WHAT TO PRODUCE>
Repeat verbatim every line of the material, beginning at the line that holds "Target: low stone wall" and ending at its last line.
==== DATA IN THIS EXERCISE
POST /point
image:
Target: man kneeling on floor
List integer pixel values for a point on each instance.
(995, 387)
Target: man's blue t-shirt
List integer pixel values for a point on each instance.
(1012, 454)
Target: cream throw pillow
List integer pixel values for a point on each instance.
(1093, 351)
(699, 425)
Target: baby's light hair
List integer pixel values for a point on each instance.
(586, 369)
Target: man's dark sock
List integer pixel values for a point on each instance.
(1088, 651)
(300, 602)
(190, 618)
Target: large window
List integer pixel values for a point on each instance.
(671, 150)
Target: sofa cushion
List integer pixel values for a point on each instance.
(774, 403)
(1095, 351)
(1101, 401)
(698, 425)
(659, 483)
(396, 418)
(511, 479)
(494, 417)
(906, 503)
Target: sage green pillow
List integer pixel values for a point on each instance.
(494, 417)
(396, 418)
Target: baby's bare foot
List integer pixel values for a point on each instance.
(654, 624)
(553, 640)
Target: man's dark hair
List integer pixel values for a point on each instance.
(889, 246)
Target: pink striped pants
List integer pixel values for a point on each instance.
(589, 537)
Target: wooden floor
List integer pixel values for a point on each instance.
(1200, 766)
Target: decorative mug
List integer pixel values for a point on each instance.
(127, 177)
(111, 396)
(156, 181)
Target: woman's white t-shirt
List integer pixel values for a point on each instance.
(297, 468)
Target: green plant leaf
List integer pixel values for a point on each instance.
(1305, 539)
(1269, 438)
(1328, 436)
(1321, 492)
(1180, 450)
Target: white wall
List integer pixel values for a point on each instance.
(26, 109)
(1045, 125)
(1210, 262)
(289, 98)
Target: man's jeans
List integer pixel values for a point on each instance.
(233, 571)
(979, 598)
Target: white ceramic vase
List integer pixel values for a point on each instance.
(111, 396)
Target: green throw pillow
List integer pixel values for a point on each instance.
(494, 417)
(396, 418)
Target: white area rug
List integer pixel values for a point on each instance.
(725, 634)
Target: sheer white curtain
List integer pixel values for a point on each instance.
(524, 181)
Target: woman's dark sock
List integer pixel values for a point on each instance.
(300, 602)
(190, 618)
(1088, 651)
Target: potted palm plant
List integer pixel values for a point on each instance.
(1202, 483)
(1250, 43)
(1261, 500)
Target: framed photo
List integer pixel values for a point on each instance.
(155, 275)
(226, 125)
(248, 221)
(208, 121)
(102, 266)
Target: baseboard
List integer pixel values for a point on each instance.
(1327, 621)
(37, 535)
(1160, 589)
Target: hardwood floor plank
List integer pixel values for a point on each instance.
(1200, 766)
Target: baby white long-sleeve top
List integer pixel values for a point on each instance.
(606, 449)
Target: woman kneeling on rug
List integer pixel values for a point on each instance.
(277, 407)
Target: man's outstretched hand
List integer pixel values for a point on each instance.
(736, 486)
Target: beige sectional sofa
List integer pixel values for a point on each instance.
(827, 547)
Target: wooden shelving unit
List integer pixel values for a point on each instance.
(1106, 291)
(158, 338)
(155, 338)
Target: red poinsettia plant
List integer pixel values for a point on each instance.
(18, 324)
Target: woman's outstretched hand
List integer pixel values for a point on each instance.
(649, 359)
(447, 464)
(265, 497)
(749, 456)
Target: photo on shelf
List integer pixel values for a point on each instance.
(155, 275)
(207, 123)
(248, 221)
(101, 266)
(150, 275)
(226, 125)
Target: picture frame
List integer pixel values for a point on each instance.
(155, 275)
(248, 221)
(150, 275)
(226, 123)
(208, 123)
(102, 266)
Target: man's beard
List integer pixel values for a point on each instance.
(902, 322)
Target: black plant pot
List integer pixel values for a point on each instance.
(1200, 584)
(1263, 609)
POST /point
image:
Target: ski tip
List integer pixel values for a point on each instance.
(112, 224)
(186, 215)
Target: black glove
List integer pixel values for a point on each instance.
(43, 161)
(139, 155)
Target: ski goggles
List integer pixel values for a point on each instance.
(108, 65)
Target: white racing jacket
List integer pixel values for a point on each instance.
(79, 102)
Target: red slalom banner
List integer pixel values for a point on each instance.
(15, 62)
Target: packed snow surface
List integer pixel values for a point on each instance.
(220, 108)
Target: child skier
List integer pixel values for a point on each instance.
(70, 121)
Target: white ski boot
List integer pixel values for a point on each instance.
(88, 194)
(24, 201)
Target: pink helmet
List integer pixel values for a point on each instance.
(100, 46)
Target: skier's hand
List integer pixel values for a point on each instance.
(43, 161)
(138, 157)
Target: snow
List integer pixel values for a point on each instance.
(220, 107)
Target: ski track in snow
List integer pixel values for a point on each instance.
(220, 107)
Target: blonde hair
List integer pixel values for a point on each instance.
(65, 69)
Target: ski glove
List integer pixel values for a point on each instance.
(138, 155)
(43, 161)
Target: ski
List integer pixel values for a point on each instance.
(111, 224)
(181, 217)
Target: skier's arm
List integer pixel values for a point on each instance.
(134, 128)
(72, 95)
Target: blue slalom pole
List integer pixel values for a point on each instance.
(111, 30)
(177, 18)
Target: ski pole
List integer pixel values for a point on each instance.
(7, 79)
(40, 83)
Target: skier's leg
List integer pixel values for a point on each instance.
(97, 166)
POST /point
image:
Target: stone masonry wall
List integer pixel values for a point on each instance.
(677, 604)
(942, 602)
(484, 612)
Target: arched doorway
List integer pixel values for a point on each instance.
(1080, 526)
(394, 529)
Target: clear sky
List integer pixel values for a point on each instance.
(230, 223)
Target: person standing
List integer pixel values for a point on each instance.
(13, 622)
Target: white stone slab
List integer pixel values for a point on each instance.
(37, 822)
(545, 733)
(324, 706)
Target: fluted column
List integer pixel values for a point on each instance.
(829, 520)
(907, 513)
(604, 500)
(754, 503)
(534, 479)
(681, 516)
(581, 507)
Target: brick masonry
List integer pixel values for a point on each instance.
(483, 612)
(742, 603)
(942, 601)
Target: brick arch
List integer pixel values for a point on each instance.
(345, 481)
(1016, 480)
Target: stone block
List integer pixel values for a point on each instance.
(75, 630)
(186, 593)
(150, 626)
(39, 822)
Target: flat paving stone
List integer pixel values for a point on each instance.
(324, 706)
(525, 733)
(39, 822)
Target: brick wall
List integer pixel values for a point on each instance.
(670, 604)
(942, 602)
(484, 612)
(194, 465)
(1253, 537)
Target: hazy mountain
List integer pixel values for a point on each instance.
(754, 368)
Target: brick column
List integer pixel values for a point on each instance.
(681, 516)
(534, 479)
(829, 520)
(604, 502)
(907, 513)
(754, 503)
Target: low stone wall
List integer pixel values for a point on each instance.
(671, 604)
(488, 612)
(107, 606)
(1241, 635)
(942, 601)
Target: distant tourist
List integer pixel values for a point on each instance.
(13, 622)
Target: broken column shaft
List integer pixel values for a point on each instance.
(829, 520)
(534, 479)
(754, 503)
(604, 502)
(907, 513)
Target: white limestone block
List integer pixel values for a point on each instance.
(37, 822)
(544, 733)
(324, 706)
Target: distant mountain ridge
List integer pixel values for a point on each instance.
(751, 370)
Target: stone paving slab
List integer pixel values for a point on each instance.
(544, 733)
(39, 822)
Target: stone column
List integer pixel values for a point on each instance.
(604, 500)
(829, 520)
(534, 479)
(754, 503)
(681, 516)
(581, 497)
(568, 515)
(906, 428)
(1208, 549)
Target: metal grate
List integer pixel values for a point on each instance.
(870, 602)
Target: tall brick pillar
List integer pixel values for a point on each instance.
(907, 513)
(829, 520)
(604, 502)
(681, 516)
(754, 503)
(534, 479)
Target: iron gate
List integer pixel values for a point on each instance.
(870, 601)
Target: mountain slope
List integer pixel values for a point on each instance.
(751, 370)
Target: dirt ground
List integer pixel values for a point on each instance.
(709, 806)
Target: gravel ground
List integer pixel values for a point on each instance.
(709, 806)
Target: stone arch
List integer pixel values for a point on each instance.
========
ANSWER TO THIS EXERCISE>
Target: low stone wall
List integer pixel values for a point on each instance.
(671, 604)
(488, 612)
(107, 606)
(1241, 635)
(942, 601)
Target: distant tourist
List integer pixel values for a point on each instance.
(13, 622)
Target: broken column shaft
List integer pixel values for a point on each instance.
(829, 520)
(534, 479)
(754, 503)
(604, 502)
(907, 513)
Target: white limestone block
List integer pixel values for a point on each instance.
(37, 822)
(544, 733)
(324, 706)
Target: distant mountain ridge
List integer pixel values for a point on each instance.
(751, 370)
Target: stone paving slab
List integer pixel values for a point on each instance.
(544, 733)
(39, 822)
Target: stone column
List integer pixel values for a point on each instance.
(604, 500)
(829, 520)
(534, 479)
(754, 503)
(681, 516)
(581, 497)
(568, 515)
(906, 428)
(1208, 549)
Target: metal grate
List integer pixel values for a point on each instance.
(870, 602)
Target: tall brick pillar
List integer pixel values for a point on each instance.
(907, 513)
(829, 520)
(604, 502)
(681, 516)
(754, 503)
(534, 479)
Target: iron gate
List integer pixel values for a point on each instance.
(870, 601)
Target: mountain slope
List integer pixel values for a point on each instance.
(751, 370)
Target: dirt ground
List integer pixel values for a point on each instance.
(709, 806)
Target: gravel ground
List integer pixel values for a point on each instance.
(709, 806)
Target: stone arch
List integer pixel values for a point on each instance.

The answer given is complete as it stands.